-- Given entries follows --

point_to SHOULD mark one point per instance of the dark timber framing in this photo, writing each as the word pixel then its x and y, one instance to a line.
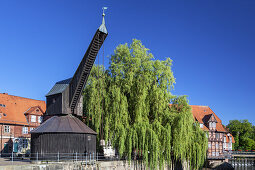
pixel 62 131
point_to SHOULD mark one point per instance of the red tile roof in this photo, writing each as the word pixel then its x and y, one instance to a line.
pixel 203 113
pixel 16 107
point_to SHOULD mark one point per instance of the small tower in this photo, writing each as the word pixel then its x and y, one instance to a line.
pixel 62 131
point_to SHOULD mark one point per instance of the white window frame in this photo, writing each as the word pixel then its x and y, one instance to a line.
pixel 40 119
pixel 24 130
pixel 7 129
pixel 33 118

-- Given entries concluded --

◆ Exercise instructions ◆
Give back exactly the lines from the one containing "point_to SHOULD mark one point per instance of the small" to the end of the material, both ends included.

◆ Result for this task ◆
point_to SHOULD mark one point per instance of the small tower in this photo, writing each as the word pixel then its x and y, one instance to a line.
pixel 62 131
point_to SHOULD mark one point per instance of the white window frame in this photo, writing each as the word pixel then its x and y, one instance to a line.
pixel 40 119
pixel 24 130
pixel 7 129
pixel 33 118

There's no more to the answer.